◆ WHAT YOU HAVE TO DO
From the rows below, pull out every line that contains the word "instance" and copy each one. Case counts.

|---|

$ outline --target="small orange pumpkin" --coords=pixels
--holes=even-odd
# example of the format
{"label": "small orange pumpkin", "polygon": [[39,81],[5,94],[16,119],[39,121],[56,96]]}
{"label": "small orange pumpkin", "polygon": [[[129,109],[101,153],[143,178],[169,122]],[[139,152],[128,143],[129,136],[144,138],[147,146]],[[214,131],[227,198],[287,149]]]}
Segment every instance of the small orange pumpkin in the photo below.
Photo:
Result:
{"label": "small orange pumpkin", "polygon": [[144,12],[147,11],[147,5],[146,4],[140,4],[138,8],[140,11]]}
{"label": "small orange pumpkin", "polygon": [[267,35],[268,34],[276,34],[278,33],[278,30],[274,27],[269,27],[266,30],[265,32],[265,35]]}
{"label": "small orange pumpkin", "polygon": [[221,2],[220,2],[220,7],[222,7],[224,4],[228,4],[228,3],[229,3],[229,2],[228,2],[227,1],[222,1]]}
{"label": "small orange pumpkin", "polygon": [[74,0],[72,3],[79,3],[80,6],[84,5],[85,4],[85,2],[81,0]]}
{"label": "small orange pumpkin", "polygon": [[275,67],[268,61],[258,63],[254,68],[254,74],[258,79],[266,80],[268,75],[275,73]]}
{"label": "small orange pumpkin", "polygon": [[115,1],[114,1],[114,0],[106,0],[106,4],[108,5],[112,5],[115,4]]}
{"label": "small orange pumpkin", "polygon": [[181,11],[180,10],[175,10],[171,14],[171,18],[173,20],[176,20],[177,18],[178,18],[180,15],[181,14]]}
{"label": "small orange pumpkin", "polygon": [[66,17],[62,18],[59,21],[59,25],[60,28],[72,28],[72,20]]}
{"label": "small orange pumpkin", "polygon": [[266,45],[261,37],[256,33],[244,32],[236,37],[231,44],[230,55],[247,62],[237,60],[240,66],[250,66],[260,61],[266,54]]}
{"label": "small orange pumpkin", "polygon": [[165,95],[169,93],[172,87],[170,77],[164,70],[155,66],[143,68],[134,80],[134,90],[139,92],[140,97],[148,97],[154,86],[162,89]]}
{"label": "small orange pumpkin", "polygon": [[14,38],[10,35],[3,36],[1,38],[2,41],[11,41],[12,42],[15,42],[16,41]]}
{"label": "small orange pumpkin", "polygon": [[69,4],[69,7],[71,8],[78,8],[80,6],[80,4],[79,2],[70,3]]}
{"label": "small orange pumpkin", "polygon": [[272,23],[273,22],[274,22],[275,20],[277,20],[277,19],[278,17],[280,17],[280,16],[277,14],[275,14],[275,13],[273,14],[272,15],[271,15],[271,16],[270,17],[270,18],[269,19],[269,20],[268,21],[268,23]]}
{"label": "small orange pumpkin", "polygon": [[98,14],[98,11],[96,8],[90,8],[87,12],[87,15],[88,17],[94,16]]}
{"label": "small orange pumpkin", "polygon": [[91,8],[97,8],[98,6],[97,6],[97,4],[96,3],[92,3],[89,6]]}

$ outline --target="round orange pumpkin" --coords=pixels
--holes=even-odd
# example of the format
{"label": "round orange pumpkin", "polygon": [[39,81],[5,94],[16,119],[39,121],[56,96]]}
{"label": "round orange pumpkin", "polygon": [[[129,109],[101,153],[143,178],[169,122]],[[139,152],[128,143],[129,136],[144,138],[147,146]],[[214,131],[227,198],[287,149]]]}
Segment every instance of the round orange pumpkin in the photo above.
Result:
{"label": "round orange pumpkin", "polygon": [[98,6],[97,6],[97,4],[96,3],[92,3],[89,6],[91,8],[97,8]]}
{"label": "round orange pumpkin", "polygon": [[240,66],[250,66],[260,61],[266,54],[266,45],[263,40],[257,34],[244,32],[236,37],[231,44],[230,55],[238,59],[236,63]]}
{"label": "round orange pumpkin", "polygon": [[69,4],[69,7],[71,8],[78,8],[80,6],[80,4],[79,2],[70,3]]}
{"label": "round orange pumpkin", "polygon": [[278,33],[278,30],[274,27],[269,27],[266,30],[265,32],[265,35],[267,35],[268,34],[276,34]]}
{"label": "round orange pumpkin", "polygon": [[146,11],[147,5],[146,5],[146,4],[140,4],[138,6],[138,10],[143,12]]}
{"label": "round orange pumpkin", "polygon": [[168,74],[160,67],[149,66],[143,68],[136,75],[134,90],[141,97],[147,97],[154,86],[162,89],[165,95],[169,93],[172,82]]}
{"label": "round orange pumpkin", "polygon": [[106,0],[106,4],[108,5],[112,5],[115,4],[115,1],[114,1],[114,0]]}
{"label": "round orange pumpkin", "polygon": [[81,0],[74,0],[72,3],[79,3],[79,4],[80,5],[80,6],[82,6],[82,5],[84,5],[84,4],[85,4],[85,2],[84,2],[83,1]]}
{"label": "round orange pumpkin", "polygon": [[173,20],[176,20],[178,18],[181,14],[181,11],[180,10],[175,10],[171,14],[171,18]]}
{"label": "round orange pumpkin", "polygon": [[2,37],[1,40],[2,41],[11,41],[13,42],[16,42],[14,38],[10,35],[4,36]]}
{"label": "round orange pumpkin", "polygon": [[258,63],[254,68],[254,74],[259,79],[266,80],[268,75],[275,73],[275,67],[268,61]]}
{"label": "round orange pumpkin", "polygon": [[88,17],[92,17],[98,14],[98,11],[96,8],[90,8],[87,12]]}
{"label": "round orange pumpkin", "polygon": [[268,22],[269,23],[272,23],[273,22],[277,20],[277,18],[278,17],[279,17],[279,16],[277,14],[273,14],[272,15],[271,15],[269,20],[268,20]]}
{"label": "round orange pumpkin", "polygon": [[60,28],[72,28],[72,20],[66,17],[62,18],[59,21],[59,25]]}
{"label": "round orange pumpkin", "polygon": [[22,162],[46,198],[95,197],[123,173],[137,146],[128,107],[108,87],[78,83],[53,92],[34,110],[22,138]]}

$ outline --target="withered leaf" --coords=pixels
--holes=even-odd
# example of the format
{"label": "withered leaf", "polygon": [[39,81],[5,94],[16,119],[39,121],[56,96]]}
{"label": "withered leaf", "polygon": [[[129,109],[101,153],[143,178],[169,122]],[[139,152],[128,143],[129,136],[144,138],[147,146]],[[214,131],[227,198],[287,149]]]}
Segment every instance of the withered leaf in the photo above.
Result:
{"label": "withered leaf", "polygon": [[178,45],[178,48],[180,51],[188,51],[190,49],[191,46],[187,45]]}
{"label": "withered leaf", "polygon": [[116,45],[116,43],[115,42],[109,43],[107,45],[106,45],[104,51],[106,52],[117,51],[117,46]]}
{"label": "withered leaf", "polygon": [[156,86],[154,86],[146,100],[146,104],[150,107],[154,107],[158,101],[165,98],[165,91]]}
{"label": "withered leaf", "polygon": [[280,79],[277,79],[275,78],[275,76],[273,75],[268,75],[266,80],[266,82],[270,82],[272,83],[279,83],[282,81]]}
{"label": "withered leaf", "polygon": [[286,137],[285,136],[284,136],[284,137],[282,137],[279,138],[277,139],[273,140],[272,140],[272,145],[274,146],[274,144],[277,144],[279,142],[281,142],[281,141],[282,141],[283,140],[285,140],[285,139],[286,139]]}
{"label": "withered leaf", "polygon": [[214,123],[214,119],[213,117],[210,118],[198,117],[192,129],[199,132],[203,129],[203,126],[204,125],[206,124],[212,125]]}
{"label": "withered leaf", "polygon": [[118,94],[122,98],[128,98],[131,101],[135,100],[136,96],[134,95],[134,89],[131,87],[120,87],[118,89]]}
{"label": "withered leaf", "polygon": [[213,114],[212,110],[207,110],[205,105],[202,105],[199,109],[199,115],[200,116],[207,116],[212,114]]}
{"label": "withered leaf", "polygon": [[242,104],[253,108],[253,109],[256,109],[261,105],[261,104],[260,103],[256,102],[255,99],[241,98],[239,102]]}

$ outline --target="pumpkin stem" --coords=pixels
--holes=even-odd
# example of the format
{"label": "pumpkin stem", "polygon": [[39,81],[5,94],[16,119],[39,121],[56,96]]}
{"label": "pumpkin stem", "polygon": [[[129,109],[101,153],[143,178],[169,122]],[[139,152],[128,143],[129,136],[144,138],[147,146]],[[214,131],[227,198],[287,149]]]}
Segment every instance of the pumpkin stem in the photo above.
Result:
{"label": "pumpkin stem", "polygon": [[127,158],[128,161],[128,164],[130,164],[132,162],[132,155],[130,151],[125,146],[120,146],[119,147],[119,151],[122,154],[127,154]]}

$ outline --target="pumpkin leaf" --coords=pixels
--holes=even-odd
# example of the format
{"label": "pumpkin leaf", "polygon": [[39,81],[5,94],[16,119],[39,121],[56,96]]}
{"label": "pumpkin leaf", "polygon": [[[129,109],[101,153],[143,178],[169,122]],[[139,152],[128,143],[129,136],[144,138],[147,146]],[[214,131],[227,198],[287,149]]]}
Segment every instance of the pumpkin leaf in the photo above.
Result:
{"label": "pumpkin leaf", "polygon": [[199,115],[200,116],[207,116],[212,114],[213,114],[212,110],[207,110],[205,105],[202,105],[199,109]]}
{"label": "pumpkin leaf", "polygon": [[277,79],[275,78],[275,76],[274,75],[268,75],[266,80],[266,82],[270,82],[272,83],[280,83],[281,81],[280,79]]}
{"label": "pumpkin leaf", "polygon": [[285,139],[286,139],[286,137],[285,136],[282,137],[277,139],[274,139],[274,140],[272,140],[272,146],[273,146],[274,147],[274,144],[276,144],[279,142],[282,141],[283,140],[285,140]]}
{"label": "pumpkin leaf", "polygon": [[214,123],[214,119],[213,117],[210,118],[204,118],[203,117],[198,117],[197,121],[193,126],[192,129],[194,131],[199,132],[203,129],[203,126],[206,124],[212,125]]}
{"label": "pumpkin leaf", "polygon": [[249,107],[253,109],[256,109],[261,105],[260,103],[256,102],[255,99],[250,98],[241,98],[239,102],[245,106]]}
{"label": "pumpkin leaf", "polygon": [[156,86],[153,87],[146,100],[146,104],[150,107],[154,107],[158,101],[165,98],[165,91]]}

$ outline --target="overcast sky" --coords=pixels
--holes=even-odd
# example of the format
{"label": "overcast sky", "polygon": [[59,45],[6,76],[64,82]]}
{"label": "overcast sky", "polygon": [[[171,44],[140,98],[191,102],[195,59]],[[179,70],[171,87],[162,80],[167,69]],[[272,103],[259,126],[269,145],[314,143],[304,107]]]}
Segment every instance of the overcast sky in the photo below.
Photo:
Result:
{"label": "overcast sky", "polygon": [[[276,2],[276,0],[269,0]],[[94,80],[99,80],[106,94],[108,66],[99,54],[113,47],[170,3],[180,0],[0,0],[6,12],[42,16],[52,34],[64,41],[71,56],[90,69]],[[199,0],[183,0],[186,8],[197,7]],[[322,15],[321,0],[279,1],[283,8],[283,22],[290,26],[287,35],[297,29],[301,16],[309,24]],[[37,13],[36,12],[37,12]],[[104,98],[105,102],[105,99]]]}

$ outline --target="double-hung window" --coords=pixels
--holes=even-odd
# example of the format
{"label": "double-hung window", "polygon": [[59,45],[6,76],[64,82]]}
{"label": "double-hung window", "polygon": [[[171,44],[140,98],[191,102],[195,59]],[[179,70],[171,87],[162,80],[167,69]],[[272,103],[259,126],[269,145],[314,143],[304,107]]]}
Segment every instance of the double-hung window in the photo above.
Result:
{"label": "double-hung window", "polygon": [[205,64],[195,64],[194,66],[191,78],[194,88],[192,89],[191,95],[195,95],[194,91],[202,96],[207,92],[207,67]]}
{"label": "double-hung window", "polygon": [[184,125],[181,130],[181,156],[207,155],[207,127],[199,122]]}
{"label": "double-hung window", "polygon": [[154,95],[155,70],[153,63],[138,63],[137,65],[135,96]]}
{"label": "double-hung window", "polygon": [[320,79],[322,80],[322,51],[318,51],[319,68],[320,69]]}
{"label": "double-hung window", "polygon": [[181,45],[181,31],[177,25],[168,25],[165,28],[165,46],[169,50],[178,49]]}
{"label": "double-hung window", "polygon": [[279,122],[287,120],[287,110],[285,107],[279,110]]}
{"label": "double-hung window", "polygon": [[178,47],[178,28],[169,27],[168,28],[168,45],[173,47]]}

|---|

◆ THE OUTPUT
Segment every instance of the small orange pumpkin in the photo below.
Segment every instance of the round orange pumpkin in the photo above.
Segment every instance of the withered leaf in the photo above.
Segment every instance of the pumpkin stem in the photo above.
Segment every instance of the pumpkin leaf in the photo above.
Segment every instance of the overcast sky in the photo below.
Segment every instance of the double-hung window in the photo above.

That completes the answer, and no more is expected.